-- Opening Marker --
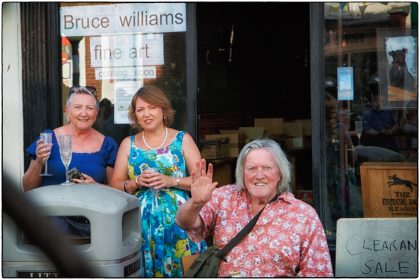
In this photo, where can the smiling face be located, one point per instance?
(148, 116)
(261, 175)
(82, 110)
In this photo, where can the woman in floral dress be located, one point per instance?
(154, 165)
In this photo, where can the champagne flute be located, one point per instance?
(144, 167)
(47, 139)
(65, 154)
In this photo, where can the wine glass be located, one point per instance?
(65, 154)
(47, 139)
(144, 167)
(358, 127)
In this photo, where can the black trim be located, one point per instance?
(41, 69)
(191, 48)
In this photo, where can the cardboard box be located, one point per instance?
(294, 129)
(290, 143)
(222, 173)
(307, 126)
(272, 126)
(212, 149)
(236, 141)
(252, 132)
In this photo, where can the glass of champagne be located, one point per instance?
(144, 167)
(65, 154)
(47, 139)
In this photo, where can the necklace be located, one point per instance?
(160, 146)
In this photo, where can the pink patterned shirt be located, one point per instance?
(288, 239)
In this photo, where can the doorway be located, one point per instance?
(253, 62)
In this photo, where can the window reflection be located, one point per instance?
(353, 38)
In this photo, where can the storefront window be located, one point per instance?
(370, 60)
(118, 48)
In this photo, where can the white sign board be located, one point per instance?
(122, 18)
(125, 73)
(377, 247)
(126, 50)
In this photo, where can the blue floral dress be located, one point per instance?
(163, 242)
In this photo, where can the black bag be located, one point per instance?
(206, 265)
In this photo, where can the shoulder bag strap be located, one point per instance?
(244, 231)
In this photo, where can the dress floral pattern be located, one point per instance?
(288, 239)
(163, 242)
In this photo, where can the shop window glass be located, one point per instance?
(370, 60)
(119, 47)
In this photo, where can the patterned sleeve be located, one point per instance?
(315, 256)
(111, 149)
(208, 216)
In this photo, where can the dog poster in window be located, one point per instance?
(345, 85)
(398, 68)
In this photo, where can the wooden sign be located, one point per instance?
(389, 189)
(377, 247)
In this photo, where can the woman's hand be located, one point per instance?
(202, 186)
(87, 180)
(42, 151)
(153, 179)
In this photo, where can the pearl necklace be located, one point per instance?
(160, 146)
-- Closing Marker --
» **Problem requirements**: Write the records out in full, word for word; leave every picture behind.

» **Task response**:
In this photo, where can the smiling face be located, one point per instance?
(148, 116)
(261, 175)
(82, 110)
In this photo, where can the woman in floral dress be located, one point per instance?
(154, 165)
In this photo, where can the champagne flute be located, one point per instance?
(144, 167)
(47, 139)
(65, 154)
In this photo, where can the wine glass be located, one point per instance?
(65, 154)
(47, 139)
(144, 167)
(358, 127)
In this photo, where can the black trim be located, one point per instance?
(41, 69)
(191, 48)
In this photo, where can the cardboard box be located, one point per instance?
(294, 129)
(290, 143)
(222, 173)
(307, 126)
(272, 126)
(212, 149)
(236, 141)
(252, 132)
In this photo, where can the glass of champagne be located, one point per instance?
(144, 167)
(65, 154)
(47, 139)
In this photo, where can the necklace be located, one point per instance?
(160, 146)
In this photo, where can the pink patterned shirt be located, one point per instance?
(288, 239)
In this photo, where can the doorway be located, one point per instance?
(253, 62)
In this photo, where can the window reflection be located, one point per instance?
(353, 38)
In this photo, where can the storefront window be located, one point per instance?
(370, 60)
(118, 48)
In this photo, where can the white sign board be located, one point per instance?
(122, 18)
(125, 73)
(377, 247)
(126, 50)
In this photo, where can the blue floral dress be located, one point per instance?
(163, 242)
In this photo, where can the black bag be located, one point per instance?
(206, 265)
In this photo, where can the shoulder bag strap be located, one point per instance?
(244, 231)
In this photo, where can the dress floral pattern be located, one point per instance?
(288, 239)
(163, 242)
In this photo, where can the shop window glass be located, one point per instance?
(370, 60)
(119, 47)
In this photo, where can the patterned sleeve be located, one point per instance?
(315, 256)
(111, 149)
(208, 216)
In this photo, where can the dog poster in window be located, one point per instance?
(345, 85)
(398, 68)
In this photo, where can the wooden sign be located, one point per instance?
(389, 189)
(377, 247)
In this photo, where can the woman's hand be located, one point per instance?
(202, 186)
(87, 180)
(42, 151)
(153, 179)
In this photo, where can the pearl necklace be located, one point per instance?
(160, 146)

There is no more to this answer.